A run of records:
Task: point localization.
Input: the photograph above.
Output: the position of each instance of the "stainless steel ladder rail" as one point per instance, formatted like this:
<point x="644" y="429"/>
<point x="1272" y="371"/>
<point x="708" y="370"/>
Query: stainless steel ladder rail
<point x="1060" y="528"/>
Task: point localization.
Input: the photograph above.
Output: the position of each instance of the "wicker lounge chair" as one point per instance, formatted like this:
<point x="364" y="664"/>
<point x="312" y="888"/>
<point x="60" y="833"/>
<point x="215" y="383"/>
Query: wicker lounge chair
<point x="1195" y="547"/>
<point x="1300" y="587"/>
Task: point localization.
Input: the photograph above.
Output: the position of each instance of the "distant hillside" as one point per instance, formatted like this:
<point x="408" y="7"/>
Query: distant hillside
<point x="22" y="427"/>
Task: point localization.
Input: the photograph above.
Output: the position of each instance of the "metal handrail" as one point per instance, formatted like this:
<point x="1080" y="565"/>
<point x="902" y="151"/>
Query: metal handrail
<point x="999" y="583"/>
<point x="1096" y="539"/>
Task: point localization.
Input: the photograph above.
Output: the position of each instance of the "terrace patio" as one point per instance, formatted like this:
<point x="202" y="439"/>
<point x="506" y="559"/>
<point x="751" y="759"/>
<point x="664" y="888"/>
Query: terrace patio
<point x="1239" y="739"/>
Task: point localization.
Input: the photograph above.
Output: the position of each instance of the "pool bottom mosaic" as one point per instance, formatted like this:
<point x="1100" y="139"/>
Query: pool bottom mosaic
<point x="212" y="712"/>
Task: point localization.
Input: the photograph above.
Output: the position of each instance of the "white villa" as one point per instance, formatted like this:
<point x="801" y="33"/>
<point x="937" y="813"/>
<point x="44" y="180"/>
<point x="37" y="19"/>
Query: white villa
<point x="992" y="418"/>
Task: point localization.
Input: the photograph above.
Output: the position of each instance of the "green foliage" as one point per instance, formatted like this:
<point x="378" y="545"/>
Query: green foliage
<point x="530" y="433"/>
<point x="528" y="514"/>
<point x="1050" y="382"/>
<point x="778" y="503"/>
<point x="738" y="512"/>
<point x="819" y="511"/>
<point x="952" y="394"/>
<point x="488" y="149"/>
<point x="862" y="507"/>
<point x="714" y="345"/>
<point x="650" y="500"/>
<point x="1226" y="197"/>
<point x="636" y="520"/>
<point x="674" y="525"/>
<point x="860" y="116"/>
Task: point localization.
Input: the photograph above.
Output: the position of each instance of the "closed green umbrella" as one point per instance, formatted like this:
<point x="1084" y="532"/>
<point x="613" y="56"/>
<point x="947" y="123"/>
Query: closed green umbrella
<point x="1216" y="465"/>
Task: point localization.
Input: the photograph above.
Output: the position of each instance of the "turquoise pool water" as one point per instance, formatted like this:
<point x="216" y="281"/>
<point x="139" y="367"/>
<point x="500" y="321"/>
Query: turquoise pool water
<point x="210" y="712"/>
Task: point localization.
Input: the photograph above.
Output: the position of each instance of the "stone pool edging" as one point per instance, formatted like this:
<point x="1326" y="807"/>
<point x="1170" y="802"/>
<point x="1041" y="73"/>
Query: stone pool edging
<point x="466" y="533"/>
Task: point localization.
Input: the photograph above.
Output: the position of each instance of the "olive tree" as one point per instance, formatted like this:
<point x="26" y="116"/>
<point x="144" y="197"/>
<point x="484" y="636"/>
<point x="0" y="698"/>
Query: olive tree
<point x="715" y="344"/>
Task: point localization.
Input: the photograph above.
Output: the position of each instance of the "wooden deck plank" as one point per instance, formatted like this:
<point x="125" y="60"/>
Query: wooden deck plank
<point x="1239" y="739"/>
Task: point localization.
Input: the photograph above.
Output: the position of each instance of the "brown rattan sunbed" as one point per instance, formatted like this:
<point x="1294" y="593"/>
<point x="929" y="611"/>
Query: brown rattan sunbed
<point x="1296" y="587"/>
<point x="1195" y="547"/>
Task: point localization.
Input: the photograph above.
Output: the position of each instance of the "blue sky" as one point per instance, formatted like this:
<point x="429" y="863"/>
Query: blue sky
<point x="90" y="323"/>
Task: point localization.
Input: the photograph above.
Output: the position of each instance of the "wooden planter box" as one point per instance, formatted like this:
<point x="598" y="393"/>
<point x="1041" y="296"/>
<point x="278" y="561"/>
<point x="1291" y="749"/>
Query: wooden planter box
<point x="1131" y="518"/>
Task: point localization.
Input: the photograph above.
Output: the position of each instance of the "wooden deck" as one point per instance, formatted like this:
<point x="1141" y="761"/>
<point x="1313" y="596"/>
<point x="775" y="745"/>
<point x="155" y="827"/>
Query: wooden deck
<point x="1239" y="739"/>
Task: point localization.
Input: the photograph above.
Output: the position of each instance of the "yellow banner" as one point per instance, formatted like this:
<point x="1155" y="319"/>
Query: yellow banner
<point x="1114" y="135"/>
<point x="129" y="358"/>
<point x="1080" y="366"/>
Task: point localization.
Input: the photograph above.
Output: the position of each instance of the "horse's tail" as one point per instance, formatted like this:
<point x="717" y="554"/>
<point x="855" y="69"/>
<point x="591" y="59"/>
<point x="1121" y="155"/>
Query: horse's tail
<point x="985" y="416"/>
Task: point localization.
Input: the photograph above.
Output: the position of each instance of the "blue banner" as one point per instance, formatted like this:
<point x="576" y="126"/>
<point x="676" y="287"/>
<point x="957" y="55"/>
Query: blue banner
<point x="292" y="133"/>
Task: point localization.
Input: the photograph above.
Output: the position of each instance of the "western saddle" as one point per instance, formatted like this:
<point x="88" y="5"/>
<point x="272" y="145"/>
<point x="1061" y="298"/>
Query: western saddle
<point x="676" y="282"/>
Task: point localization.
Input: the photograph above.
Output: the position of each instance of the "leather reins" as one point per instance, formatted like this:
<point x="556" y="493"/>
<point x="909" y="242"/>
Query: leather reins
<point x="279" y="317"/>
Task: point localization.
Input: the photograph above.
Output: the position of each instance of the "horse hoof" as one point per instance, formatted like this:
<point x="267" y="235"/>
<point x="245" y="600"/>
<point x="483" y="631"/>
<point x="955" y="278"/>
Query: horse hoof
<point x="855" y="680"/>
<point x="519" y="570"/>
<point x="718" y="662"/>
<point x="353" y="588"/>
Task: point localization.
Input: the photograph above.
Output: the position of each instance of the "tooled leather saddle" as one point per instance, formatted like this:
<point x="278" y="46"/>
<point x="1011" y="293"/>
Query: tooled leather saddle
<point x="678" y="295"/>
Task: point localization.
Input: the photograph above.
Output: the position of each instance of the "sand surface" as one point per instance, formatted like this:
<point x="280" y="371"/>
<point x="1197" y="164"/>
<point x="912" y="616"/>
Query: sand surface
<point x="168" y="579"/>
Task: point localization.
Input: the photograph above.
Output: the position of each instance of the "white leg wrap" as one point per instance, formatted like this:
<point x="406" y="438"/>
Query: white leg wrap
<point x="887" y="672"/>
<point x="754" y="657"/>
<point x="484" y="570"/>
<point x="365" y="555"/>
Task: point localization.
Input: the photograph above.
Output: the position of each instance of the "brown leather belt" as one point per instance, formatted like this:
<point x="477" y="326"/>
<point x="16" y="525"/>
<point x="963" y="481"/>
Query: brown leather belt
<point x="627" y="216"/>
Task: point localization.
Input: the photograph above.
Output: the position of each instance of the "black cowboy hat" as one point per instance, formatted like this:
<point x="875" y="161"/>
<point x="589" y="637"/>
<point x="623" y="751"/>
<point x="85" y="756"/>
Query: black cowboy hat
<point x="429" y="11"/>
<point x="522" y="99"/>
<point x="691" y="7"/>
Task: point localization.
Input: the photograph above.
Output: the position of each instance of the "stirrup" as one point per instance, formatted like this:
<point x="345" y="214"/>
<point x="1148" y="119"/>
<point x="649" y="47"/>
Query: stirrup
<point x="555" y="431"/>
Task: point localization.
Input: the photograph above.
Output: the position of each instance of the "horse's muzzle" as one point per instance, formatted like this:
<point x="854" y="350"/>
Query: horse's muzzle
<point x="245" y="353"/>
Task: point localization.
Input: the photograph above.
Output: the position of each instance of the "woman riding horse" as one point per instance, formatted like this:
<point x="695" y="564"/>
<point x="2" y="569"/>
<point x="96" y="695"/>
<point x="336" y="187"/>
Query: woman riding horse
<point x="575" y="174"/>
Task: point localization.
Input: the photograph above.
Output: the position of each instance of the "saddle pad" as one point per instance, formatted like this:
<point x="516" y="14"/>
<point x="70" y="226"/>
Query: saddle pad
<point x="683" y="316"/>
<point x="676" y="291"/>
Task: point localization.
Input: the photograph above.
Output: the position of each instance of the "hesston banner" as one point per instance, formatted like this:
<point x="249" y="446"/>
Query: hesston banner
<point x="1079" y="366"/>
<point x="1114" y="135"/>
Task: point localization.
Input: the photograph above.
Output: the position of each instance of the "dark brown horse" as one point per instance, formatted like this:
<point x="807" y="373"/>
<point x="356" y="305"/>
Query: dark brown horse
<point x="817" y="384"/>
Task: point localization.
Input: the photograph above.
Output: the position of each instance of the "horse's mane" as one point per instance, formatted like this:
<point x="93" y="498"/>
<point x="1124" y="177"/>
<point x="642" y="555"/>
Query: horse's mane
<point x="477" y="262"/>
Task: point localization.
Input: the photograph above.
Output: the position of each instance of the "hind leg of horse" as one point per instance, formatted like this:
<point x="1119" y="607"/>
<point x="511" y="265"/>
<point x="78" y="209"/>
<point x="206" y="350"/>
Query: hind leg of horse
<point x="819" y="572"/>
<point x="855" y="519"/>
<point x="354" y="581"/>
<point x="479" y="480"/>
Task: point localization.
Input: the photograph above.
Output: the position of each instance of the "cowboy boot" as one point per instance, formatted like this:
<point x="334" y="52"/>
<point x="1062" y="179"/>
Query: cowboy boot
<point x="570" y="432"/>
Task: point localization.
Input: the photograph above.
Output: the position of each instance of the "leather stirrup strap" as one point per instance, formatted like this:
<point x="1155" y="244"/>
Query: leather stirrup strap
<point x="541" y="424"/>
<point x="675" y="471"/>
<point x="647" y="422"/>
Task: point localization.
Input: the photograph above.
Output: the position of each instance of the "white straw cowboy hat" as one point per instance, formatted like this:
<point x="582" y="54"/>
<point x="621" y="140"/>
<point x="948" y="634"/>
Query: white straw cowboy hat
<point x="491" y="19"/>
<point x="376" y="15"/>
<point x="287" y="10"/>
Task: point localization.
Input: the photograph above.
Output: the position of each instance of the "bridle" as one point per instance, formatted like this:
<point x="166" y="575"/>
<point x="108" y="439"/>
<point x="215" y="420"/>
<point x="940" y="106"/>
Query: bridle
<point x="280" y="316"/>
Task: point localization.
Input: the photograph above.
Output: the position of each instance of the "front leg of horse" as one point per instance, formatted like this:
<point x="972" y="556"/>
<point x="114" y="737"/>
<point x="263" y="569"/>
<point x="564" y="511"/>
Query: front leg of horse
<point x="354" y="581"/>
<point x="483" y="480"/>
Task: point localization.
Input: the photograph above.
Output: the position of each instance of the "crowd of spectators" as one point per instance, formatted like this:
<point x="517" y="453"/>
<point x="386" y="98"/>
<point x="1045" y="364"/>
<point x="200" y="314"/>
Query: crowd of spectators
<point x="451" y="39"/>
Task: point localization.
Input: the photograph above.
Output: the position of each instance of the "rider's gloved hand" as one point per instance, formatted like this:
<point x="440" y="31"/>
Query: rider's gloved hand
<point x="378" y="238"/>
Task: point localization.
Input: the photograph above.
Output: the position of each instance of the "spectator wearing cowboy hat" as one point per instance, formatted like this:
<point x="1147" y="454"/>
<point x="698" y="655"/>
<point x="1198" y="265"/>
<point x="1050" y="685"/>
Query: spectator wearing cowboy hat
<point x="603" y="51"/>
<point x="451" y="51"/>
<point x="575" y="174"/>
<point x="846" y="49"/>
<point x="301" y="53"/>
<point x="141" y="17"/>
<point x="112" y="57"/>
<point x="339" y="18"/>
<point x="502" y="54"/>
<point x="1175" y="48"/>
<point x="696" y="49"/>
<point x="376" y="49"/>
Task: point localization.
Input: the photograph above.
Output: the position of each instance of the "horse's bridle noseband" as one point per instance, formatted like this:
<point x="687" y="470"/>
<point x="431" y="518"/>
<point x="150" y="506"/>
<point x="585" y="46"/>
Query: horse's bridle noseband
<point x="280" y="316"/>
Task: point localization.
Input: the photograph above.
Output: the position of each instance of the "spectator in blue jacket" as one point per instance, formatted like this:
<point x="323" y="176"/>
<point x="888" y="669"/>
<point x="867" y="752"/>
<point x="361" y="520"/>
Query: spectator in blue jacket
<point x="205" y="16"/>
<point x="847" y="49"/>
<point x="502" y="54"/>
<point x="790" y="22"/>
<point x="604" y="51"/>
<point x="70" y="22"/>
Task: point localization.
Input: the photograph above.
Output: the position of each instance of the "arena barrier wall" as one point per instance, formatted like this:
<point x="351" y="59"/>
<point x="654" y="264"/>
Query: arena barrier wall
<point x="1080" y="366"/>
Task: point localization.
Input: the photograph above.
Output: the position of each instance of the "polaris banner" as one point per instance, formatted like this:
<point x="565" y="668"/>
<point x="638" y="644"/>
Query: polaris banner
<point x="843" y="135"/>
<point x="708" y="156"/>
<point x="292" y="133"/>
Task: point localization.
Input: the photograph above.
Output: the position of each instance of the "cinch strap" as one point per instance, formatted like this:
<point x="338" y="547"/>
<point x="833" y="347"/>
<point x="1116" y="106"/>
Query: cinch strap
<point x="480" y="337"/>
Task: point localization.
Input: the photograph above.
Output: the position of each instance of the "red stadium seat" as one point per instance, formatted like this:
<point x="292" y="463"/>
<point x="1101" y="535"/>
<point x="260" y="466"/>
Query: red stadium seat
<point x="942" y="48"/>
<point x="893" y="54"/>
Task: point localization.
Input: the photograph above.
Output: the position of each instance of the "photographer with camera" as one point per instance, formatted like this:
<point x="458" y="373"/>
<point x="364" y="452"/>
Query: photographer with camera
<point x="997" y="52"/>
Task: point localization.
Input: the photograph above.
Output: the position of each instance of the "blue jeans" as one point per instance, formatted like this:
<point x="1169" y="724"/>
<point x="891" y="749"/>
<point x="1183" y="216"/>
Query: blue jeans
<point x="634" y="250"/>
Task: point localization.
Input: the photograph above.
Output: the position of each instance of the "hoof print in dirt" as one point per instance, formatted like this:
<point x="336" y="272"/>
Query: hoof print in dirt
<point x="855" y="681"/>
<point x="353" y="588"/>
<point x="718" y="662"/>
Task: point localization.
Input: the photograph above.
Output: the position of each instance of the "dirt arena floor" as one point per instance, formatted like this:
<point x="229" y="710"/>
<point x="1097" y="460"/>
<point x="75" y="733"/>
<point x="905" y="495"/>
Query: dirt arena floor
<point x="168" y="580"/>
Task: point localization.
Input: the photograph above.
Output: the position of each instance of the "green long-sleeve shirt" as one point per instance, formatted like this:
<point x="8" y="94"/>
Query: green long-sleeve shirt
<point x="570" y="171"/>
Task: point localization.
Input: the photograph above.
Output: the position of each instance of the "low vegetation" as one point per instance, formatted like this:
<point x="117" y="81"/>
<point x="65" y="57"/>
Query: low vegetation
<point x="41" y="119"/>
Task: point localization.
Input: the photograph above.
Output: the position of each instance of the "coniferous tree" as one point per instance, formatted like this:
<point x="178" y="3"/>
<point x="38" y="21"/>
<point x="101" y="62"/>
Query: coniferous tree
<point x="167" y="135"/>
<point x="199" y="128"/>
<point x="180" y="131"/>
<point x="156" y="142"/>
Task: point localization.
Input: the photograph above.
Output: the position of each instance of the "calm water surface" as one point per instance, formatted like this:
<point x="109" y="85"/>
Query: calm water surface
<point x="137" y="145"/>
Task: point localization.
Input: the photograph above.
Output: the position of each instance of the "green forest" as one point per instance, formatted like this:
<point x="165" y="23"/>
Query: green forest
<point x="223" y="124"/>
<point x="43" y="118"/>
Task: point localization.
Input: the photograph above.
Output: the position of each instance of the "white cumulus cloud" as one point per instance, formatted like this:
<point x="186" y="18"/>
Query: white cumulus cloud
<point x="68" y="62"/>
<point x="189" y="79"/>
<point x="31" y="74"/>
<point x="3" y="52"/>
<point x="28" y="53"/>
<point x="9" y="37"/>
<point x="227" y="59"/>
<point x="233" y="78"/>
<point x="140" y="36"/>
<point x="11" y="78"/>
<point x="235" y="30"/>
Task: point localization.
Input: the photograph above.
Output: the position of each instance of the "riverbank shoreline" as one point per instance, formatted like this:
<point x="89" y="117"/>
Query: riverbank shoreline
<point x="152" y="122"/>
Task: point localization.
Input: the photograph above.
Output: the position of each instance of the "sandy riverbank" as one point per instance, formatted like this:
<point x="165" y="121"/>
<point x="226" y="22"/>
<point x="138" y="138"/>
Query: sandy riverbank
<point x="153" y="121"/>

*TASK DETAILS:* Report every line of the items above that contains the string "tooled", copying each line in full.

*THE ANSWER:*
Output: the position of each instance of the "tooled leather saddle" as one point per instance, formatted like this:
Query: tooled leather saddle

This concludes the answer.